[Excerpts of location labeling data]
#####
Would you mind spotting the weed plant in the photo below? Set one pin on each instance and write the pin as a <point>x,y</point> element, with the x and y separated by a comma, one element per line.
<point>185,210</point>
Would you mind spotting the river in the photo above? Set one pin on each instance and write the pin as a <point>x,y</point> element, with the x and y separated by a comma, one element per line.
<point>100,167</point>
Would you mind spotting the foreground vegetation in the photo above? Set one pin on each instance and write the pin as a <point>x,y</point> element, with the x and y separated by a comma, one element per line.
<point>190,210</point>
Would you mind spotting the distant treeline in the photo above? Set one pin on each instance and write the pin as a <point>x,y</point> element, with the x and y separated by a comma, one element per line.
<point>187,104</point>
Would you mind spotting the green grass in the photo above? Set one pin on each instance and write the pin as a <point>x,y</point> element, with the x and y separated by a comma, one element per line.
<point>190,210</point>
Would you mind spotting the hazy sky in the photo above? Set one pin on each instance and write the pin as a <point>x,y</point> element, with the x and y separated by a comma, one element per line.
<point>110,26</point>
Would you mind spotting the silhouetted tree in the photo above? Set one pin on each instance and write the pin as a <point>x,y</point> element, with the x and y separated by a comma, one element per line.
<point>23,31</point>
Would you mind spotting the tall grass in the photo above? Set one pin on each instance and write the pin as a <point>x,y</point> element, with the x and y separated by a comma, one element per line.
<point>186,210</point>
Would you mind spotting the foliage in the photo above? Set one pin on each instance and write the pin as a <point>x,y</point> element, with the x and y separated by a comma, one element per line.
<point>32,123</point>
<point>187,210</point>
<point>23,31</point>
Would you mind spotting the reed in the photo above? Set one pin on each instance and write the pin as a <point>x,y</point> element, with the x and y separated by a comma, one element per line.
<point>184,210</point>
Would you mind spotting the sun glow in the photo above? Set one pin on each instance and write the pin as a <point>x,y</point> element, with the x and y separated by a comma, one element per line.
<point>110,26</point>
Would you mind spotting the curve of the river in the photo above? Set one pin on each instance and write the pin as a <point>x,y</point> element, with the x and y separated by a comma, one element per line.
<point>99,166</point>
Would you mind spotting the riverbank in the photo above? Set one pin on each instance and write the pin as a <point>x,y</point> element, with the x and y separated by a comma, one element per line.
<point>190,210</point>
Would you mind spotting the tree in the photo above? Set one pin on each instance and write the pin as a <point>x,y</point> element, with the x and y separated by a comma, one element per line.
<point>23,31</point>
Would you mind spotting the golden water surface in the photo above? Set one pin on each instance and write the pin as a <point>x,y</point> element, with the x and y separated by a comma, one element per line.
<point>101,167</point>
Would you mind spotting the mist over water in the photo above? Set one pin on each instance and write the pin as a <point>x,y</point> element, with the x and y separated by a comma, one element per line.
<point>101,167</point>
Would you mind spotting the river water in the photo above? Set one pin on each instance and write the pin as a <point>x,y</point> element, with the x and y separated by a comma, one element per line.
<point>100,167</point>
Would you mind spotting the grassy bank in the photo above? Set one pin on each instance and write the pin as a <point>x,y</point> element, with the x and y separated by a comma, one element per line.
#####
■ DIRECTION
Your task is to extract the lines running from the one with "Would you mind spotting the golden" to the end of the material, inclusive, copying each exactly and adding nothing.

■ RESPONSE FOR THIS EXERCISE
Would you mind spotting the golden water surface in the photo above? Set one pin on each instance and write the pin as a <point>x,y</point> element, with the x and y separated by a comma, one element per line.
<point>101,167</point>
Would you mind spotting the mist over water in the photo above? Set one pin on each instance and write the pin as a <point>x,y</point> element, with the x and y separated by a comma, one element per line.
<point>101,167</point>
Would you mind spotting the river water in the photo above? Set one pin on each instance and write the pin as a <point>x,y</point> element, with the x and y separated by a comma, one element per line.
<point>100,167</point>
Would you mind spotting the grassy bank in the photo above? Set one pin on each instance and write the pin as a <point>x,y</point> element, with the x and y separated by a comma, one element per line.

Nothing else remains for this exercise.